BEGIN Extract

3D stereo, bad 3D coordinates

3D stereo, bad 3D coordinates - opencv

I'm using stereo vision to obtain 3D reconstruction. I'm using opencv library.
I've implemented my code this way:
1) Stereo Calibration
2) undistort and Rectification of image pair
3) disparity map - using SGBM
4) 3D coordinates calculating depht map - unsing reprojectImageTo3D();
Results:
-Good disparity map, and good 3D reconstruction
-Bad 3D coordinates values, the distances don't corresponde to the reality.
The 3D distances, the distante between camera and object, have 10 mm error and increse with distance. I,ve used various baselines and i get always error.
When i compare the extrinsic parameter, vector T, output of "stereoRectify" the baseline match.
So i dont know where the problem is.
Can someone help me please, thanks in advance
CAlibration:
http://textuploader.com/ocxl
http://textuploader.com/ocxm

Ten mm error can be reasonable for stereo vision solutions, all depending of course on the sensor sensitivity, resolution, baseline and the distance to the object.
The increasing error with respect to the object's distance is also typical to the problem - the stereo correspondence essentially performs triangulation between the two video sensors to the object, and the larger the distance is the derivative of the angle between the video sensors to the object translates to larger distance on the depth axis, which means larger error. Good example is when the angle between the video sensors to the object is almost right, which means that any small positive error in estimating it will throw the estimated depth to infinity.
The architecture you selected looks good. You can try increasing the sensors resolution, or maybe dig in to the calibration process which has a lot of room for tuning in the openCV library - making sure only images taken with the chessboard being static are selected, choose higher variety of the different poses of the chessboard, adding images until the registration between the two images drops below the maximal error you can allow, etc.

END Extract
BEGIN Dataset records

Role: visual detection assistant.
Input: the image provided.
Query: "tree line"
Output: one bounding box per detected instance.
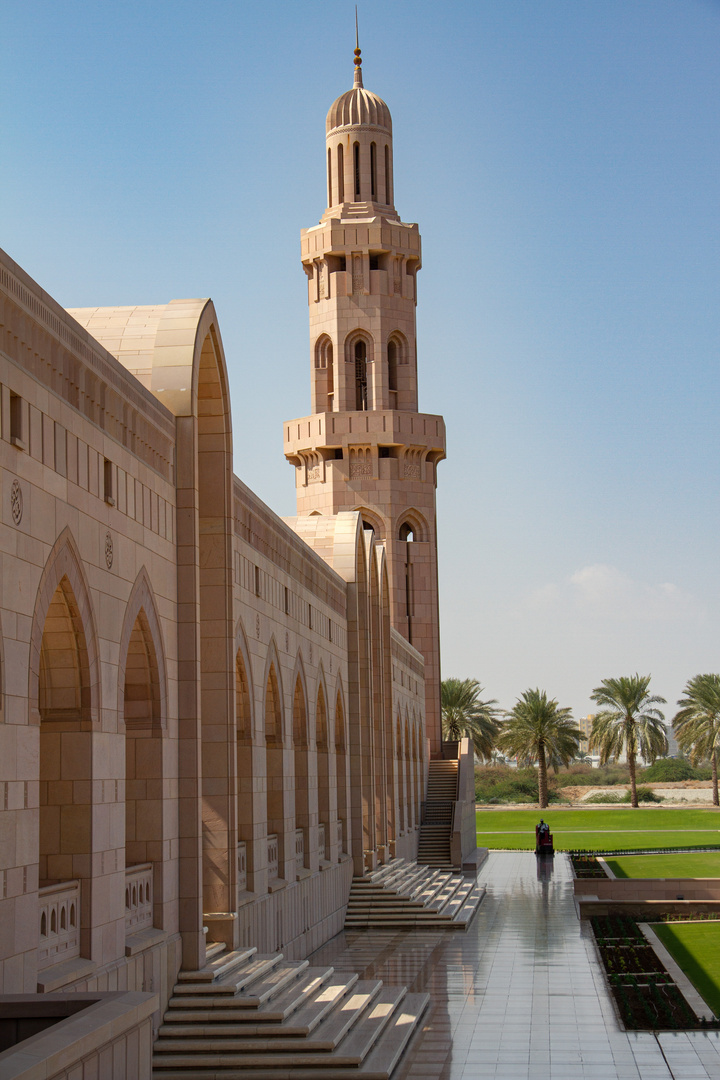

END Dataset records
BEGIN Dataset records

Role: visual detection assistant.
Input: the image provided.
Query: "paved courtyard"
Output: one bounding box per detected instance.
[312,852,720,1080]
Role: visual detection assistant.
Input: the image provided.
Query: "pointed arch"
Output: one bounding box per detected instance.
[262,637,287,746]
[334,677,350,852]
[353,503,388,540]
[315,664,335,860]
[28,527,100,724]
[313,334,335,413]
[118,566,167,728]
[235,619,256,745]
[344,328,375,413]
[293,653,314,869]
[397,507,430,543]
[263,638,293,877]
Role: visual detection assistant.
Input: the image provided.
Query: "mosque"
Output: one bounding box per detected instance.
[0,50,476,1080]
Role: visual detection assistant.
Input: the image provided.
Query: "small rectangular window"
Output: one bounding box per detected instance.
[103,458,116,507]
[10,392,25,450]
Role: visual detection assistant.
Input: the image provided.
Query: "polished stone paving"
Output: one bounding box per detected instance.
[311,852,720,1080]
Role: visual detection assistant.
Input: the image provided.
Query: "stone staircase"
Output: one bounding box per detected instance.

END Dataset records

** Work to complete **
1. Write out the passage of the stereo vision thread between "Can someone help" and "depth to infinity.", inclusive.
2. How would you put this sentence from the stereo vision thread into Spanish: "The architecture you selected looks good."
3. According to the stereo vision thread, why does the depth error grow as the object gets farther away? Answer in one to three sentences.
None of the lines are needed for this work.

** Complete answers **
1.
Can someone help me please, thanks in advance
CAlibration:
http://textuploader.com/ocxl
http://textuploader.com/ocxm

Ten mm error can be reasonable for stereo vision solutions, all depending of course on the sensor sensitivity, resolution, baseline and the distance to the object.
The increasing error with respect to the object's distance is also typical to the problem - the stereo correspondence essentially performs triangulation between the two video sensors to the object, and the larger the distance is the derivative of the angle between the video sensors to the object translates to larger distance on the depth axis, which means larger error. Good example is when the angle between the video sensors to the object is almost right, which means that any small positive error in estimating it will throw the estimated depth to infinity.

2. La arquitectura que seleccionaste se ve bien.

3. Stereo correspondence essentially triangulates between the two video sensors and the object. The larger the distance, the more a change in the angle between the sensors and the object translates into a larger distance on the depth axis, which means a larger error.